┏━━

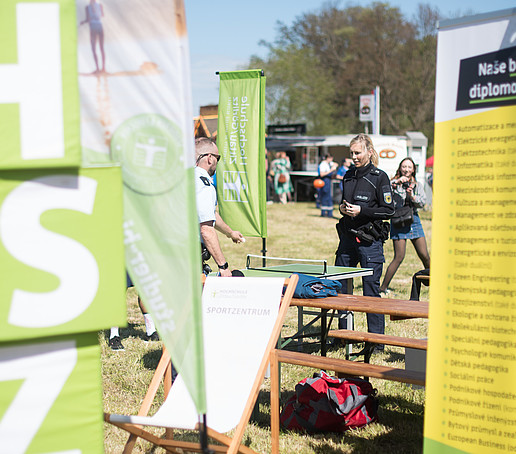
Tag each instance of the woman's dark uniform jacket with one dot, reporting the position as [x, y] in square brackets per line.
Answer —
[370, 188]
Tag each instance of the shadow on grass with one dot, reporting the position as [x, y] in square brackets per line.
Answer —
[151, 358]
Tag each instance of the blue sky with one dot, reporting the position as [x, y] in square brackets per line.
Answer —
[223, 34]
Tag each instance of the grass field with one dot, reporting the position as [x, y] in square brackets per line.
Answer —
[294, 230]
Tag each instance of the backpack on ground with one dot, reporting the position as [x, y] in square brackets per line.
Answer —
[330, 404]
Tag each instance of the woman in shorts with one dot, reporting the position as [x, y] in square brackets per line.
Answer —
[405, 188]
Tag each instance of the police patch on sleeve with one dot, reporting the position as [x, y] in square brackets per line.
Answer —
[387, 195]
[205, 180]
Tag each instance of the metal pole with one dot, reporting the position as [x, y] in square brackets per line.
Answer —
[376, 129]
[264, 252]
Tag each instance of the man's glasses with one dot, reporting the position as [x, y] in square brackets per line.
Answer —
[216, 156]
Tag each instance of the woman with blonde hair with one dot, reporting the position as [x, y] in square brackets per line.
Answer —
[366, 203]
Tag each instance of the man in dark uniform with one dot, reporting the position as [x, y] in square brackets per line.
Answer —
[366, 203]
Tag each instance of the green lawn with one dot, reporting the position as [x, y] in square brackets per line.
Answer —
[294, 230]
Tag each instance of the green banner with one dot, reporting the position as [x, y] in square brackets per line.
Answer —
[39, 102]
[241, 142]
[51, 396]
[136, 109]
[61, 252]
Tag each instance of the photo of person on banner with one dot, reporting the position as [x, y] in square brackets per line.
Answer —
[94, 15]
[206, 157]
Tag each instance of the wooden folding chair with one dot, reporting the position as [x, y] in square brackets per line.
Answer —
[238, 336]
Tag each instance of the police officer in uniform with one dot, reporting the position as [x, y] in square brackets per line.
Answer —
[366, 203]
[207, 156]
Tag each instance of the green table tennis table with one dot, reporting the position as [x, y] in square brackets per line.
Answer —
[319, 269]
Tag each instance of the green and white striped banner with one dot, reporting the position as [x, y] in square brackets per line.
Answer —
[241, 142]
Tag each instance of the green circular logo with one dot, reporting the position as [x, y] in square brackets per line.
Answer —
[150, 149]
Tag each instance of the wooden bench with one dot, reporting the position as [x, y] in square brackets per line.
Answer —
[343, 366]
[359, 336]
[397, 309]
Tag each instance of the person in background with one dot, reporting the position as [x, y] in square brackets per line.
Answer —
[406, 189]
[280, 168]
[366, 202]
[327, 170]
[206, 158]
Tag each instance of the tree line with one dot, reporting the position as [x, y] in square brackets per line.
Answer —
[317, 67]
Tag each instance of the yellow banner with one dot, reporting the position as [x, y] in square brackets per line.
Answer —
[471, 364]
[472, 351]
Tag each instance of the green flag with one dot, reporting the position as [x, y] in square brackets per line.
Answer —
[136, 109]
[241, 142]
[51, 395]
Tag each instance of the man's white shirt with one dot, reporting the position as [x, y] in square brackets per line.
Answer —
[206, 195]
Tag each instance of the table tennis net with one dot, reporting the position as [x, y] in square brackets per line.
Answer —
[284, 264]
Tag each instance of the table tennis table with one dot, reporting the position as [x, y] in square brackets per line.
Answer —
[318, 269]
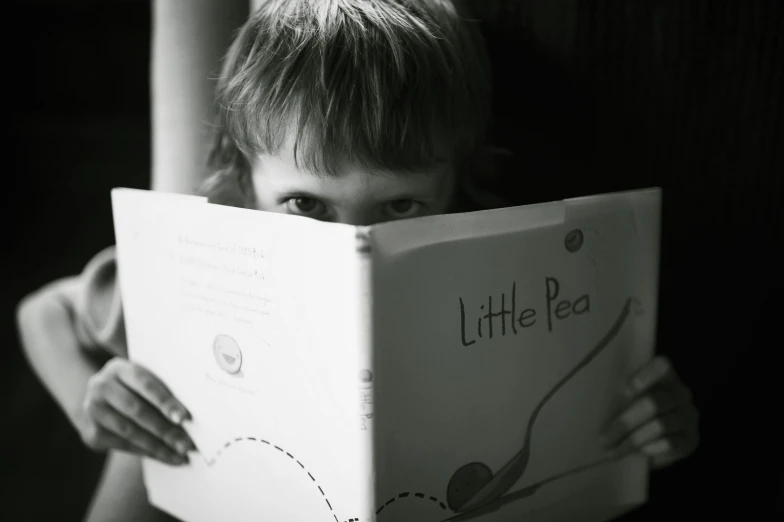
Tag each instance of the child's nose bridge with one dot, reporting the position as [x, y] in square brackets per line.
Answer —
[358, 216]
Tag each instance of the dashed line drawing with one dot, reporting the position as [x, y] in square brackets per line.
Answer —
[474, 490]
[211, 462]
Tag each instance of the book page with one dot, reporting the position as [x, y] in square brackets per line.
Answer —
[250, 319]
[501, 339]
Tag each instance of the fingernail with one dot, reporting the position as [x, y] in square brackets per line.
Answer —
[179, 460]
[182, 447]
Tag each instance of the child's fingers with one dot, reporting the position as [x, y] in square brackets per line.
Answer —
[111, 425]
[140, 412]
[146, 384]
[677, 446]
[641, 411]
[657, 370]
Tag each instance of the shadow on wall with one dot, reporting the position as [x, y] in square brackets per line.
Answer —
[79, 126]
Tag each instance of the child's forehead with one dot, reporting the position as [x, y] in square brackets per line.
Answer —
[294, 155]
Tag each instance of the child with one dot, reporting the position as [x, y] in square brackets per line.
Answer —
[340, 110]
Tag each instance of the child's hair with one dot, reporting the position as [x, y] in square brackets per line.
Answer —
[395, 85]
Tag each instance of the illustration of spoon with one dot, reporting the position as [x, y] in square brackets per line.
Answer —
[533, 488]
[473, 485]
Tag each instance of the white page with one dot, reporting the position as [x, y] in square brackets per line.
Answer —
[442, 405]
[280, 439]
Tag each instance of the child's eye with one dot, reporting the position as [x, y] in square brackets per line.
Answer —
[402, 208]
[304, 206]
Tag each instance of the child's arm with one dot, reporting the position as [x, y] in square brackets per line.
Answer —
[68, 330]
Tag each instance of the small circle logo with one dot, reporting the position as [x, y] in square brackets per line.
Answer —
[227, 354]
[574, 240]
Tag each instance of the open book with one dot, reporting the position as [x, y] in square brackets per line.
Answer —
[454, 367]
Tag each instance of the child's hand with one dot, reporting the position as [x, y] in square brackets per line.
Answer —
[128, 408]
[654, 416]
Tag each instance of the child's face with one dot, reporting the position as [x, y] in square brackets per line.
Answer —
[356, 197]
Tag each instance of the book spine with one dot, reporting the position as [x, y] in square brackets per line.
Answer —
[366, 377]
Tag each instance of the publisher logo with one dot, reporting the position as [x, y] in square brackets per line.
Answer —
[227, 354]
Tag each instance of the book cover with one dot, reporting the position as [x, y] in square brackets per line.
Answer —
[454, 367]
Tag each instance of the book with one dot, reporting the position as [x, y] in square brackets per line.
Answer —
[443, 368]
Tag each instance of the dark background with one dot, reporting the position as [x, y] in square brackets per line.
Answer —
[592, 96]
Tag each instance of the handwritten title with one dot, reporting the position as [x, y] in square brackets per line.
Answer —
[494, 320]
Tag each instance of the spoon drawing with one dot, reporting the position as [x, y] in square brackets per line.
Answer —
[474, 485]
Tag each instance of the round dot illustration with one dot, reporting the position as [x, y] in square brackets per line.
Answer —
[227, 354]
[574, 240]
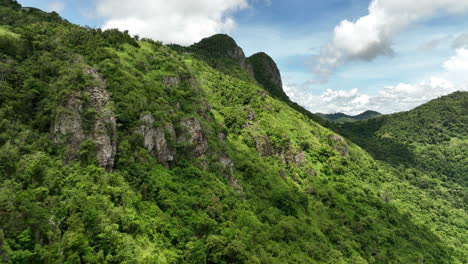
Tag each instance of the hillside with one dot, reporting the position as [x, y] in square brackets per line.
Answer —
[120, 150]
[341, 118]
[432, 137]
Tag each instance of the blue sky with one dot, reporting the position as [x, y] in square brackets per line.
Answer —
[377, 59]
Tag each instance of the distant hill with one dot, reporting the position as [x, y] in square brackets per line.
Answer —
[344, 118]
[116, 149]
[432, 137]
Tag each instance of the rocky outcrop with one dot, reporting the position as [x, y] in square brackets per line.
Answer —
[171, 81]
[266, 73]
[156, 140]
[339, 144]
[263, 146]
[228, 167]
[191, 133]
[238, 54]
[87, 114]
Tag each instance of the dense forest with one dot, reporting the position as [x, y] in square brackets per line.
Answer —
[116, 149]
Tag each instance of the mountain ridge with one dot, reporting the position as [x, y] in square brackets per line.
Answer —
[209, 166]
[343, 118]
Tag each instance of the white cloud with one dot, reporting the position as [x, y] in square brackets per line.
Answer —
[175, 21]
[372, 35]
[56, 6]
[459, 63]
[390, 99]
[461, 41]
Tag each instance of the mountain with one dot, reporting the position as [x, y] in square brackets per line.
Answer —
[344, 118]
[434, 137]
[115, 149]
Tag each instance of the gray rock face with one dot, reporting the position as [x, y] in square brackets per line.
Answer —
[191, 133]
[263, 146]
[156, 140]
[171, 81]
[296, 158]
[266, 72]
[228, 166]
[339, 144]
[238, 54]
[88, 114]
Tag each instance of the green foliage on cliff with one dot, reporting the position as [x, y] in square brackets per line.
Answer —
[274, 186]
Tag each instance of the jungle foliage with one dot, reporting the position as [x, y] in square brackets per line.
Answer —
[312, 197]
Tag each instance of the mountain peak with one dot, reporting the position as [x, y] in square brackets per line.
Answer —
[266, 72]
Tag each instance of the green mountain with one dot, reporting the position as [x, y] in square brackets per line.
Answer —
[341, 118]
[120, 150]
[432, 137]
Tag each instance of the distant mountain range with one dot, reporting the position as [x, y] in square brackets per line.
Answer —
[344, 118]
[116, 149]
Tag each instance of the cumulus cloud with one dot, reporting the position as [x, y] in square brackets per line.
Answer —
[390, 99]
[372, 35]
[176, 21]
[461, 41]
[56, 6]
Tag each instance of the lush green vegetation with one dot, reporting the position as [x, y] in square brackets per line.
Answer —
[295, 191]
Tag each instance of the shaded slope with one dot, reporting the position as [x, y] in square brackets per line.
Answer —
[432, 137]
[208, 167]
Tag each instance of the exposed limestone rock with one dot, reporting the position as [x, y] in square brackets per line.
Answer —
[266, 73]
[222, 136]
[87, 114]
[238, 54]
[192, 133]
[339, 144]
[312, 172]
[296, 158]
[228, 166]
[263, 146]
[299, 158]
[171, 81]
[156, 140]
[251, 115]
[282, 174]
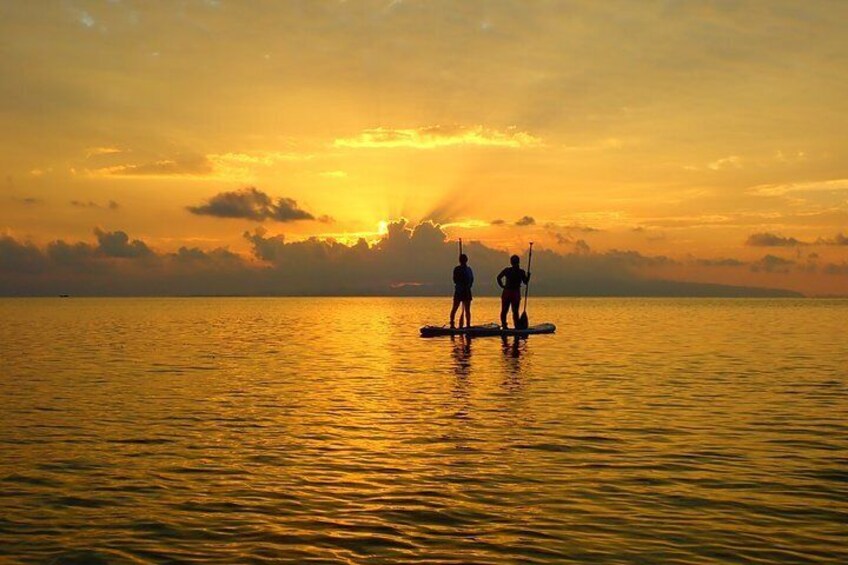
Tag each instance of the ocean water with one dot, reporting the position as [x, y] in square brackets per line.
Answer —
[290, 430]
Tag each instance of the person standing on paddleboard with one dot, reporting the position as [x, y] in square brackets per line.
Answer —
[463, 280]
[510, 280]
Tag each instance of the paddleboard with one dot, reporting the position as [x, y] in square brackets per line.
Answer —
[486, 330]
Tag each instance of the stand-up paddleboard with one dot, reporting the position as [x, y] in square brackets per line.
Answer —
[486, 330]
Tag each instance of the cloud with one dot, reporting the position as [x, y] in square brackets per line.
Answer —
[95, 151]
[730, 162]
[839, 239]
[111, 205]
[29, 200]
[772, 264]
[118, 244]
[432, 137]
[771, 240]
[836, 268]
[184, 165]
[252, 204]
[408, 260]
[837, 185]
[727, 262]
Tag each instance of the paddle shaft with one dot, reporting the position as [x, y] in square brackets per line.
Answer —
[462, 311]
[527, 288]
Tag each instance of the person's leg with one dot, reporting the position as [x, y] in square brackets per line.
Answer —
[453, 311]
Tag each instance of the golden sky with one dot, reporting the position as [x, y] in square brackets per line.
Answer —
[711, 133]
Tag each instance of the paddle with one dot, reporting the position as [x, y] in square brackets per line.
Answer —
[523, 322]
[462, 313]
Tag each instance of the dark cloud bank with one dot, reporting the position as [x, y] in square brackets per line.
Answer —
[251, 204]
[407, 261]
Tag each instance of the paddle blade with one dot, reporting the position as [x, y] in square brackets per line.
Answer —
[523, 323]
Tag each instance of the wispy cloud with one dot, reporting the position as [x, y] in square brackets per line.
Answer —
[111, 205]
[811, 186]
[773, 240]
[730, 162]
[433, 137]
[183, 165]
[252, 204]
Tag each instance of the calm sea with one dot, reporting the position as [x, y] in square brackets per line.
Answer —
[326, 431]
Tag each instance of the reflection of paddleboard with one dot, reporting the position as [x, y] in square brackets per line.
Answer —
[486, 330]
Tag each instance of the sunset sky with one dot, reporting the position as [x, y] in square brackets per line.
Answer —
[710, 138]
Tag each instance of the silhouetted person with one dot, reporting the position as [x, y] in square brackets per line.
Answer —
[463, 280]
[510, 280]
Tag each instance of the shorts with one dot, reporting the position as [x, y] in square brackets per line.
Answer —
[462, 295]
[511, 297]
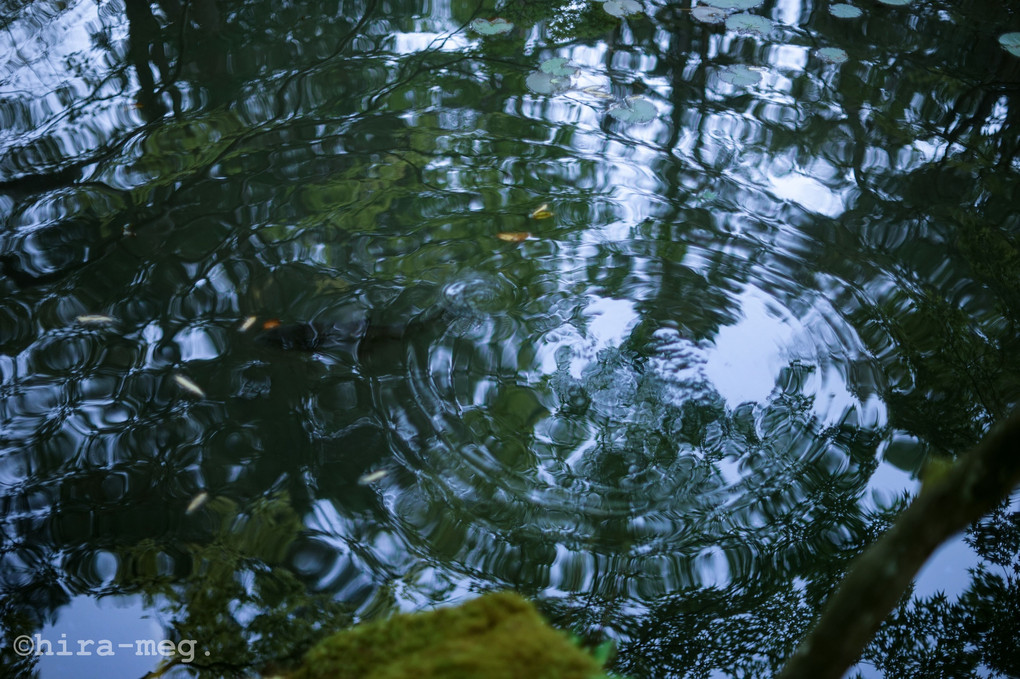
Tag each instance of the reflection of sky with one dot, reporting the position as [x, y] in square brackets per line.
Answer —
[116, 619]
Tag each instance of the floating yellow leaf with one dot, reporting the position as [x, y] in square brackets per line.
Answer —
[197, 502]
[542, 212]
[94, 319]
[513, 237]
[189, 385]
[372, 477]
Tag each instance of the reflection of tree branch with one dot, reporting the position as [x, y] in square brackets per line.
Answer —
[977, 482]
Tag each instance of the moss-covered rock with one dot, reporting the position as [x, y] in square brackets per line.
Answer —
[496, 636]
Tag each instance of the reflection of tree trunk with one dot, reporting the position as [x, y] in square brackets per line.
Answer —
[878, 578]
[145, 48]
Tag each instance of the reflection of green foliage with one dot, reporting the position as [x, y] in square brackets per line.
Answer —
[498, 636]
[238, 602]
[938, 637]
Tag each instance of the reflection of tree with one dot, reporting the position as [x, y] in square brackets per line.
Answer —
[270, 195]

┗━━

- _Stated exercise_:
Copy exactly the lines from the one containing "Tag each instance of the reflection of tree branch" through the last line of the records, both included, and nothing else.

- _Task result_:
Tag each instance of the reflection of tree branch with one dot, reporting the position as [x, y] in square brackets per line.
Answer —
[977, 482]
Tag each instance of the moss-covered rock with one dot, reporting the position as [x, y] in square brackets per line.
Answer —
[496, 636]
Tag each instance of the reflection of tree trunk with one dot, reporting the position as [x, y] in square brackets per line.
Answer —
[878, 578]
[145, 48]
Tag each instance of the reflection of green foliage with one dot, reporting the position as [x, y] in square brackets per line.
Answer —
[498, 636]
[238, 602]
[938, 637]
Tag each instance of the reflection of tree with one dot, reporting the position as [x, y] in square brackets per line.
Answer —
[270, 195]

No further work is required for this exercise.